## BEGIN Document excerpt
# Ryusho's Video Game Broadcasts



## Ryusho (Jun 6, 2010)

Just thought I would mention, I am running live video game broadcasts on occasion, and I have one running right now, if you wish to join the viewing, I am broadcasting at www.livestream.com/ryusho If I have a game I may try playing one by request, but most likely I will just play what I am in the mood for.


----------



## Jashwa (Jun 6, 2010)

I'm not sure whether this violates the rule against advertising or not, but this probably should've gone in Lynx Plox or Three Frags Left.


----------



## Ryusho (Jun 6, 2010)

DAmn it, Then someone move it please >.< I hope it doesn't break the rules either..@_@


----------



## Willow (Jun 6, 2010)

Ryusho said:


> DAmn it, Then someone move it please >.< I hope it doesn't break the rules either..@_@


It belongs in Three Frags if I'm not mistaken

As for rule breaking, I think people have advertised this sorta thing before, but I don't remember


----------



## Ryusho (Jun 7, 2010)

Thinking about broadcasting again, not sure  yet though, also if someone wishes, I should have an auto pilot that shows previous gameplay sections that I have done automatically for when I am not live...


----------
## END Document excerpt
Set problem A
Answer these questions about the video game broadcasts thread, marking each answer (i), (ii), (iii):
(i) At what web address does Ryusho say the broadcasts can be watched?
(ii) Which two forum sections does Jashwa suggest the post should have gone in?
(iii) Which section does Willow say the post belongs in?
Set problem B
Translate this sentence from the video game broadcasts thread into Spanish: "I'm not sure whether this violates the rule against advertising or not, but this probably should've gone in Lynx Plox or Three Frags Left."
## BEGIN Records shown
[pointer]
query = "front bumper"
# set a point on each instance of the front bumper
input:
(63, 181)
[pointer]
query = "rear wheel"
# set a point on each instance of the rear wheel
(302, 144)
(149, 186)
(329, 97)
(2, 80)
## END Records shown
Reply A
(i) www.livestream.com/ryusho
(ii) Lynx Plox or Three Frags Left
(iii) Three Frags

Reply B
No estoy seguro de si esto viola la regla contra la publicidad o no, pero probablemente esto debería haber ido en Lynx Plox o en Three Frags Left.